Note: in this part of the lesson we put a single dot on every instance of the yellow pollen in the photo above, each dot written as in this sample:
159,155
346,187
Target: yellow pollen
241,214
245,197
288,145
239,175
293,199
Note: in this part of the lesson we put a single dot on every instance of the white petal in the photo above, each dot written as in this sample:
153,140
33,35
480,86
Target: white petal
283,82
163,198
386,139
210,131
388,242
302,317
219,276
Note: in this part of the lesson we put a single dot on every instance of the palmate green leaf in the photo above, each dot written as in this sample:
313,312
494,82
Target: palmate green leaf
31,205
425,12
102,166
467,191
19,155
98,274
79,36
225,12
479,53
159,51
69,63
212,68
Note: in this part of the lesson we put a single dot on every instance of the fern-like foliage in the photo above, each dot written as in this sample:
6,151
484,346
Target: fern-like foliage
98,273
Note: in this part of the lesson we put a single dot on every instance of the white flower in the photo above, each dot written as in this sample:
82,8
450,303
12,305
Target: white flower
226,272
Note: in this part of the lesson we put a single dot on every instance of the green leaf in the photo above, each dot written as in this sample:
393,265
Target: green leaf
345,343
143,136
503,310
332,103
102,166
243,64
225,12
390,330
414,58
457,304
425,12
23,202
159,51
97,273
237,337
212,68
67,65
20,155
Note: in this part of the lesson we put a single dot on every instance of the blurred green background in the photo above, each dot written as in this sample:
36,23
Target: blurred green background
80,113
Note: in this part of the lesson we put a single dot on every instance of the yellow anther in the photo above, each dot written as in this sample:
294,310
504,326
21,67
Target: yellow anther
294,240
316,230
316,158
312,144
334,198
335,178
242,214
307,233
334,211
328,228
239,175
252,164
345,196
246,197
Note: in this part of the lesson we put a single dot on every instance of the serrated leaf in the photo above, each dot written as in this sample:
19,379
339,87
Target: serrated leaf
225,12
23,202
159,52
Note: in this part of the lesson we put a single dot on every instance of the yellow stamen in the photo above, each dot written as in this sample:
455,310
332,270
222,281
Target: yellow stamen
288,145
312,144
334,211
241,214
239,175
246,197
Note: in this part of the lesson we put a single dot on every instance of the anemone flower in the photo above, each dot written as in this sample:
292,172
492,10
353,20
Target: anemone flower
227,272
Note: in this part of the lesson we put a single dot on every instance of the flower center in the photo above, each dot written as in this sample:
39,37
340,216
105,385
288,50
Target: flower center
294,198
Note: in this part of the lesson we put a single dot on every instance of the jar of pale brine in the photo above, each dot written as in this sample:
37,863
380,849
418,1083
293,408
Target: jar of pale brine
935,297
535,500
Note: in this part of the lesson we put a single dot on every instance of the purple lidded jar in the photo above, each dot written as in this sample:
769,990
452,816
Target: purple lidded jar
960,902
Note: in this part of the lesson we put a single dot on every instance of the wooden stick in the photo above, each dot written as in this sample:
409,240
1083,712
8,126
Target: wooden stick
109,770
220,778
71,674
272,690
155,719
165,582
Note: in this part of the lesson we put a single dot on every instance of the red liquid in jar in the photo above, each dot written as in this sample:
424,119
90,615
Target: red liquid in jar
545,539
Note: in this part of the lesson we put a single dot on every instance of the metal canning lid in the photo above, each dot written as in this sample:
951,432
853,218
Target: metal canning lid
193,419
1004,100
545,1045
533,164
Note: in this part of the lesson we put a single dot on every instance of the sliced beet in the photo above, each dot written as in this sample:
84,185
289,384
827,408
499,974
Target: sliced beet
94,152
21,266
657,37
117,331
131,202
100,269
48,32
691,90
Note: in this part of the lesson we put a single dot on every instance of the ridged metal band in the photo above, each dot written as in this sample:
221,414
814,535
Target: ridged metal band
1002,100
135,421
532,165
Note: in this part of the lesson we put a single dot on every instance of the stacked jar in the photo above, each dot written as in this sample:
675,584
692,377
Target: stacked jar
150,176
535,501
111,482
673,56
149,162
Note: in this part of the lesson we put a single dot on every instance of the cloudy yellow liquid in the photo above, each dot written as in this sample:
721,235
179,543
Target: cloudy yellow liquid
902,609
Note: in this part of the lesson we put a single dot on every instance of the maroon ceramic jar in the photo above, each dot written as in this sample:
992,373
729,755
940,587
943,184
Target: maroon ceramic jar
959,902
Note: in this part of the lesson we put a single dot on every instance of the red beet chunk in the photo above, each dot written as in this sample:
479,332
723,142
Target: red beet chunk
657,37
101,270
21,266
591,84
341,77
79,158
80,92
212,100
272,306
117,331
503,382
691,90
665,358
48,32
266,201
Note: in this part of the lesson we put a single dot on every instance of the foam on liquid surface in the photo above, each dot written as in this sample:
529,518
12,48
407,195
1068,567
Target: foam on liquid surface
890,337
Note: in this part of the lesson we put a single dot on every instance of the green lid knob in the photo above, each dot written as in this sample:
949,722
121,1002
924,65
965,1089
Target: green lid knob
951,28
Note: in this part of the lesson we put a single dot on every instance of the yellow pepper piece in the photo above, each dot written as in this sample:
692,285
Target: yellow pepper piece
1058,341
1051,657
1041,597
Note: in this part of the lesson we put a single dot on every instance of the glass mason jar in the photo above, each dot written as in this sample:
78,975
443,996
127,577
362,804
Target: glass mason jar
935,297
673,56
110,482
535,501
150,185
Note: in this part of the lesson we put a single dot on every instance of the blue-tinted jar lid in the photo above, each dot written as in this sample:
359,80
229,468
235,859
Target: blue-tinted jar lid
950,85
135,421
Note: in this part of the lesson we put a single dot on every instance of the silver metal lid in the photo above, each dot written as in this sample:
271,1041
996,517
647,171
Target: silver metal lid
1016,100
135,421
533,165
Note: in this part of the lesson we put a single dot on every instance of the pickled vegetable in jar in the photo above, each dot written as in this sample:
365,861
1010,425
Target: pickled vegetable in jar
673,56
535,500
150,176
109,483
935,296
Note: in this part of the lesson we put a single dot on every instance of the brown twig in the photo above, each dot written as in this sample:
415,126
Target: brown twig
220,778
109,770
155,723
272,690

^^^^^^^^^^^^^^^^

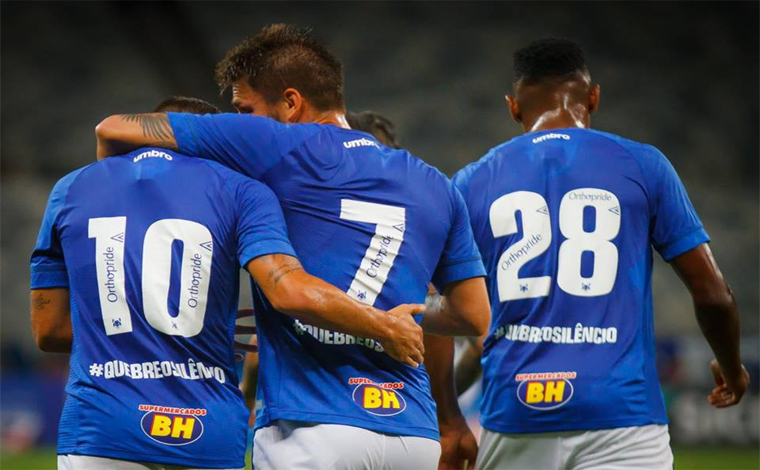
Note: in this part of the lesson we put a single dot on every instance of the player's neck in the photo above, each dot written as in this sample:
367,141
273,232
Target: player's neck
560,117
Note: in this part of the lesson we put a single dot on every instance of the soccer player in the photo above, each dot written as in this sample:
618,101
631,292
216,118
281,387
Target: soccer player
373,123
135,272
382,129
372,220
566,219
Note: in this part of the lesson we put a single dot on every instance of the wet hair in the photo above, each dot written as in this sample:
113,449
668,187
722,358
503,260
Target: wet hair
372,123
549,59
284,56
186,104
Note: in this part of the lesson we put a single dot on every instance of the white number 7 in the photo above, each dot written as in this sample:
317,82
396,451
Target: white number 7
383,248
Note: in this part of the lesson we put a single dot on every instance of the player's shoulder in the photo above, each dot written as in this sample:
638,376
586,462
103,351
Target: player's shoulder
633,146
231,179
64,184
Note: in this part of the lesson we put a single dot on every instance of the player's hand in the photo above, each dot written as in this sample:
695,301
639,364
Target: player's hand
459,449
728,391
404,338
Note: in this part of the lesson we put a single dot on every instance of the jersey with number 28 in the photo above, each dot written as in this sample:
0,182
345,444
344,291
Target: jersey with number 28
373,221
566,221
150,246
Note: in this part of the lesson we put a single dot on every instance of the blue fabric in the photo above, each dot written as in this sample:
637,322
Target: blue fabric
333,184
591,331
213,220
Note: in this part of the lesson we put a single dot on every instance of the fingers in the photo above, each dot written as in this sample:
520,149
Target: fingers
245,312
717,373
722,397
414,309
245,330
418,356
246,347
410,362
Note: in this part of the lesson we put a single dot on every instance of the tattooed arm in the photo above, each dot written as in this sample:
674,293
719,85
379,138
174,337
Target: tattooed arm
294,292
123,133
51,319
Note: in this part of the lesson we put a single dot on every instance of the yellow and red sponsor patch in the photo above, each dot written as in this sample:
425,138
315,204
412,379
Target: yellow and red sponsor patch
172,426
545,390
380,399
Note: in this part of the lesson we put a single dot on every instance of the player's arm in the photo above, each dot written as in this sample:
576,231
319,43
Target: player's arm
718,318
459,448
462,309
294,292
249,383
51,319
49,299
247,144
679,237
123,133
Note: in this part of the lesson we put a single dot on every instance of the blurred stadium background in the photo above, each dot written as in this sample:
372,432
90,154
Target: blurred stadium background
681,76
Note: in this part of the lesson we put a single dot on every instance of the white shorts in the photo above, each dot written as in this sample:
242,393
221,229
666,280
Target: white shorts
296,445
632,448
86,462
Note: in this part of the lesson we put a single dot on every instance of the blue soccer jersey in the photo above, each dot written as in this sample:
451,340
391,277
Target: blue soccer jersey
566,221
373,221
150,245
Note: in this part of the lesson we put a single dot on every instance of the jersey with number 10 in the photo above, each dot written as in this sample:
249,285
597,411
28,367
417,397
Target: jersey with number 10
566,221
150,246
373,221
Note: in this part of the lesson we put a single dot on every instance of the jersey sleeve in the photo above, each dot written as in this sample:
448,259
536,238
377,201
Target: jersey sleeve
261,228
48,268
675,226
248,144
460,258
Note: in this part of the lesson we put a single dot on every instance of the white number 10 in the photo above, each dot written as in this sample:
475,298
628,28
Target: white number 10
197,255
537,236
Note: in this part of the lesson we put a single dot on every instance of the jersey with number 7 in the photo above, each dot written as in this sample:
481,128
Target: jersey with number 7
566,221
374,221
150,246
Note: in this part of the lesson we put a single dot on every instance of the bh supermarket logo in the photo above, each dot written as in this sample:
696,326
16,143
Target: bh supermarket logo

^^^^^^^^^^^^^^^^

◆ TASK BRIEF
Pick out every line in the two blocks above that contains the string "mason", matching case exactly, and copy each one.

◆ FULL ANSWER
Note: in this part of the lesson we put a single dot on every instance of the glass mason jar in the photo above, each dot written as in this sample:
Target: glass mason jar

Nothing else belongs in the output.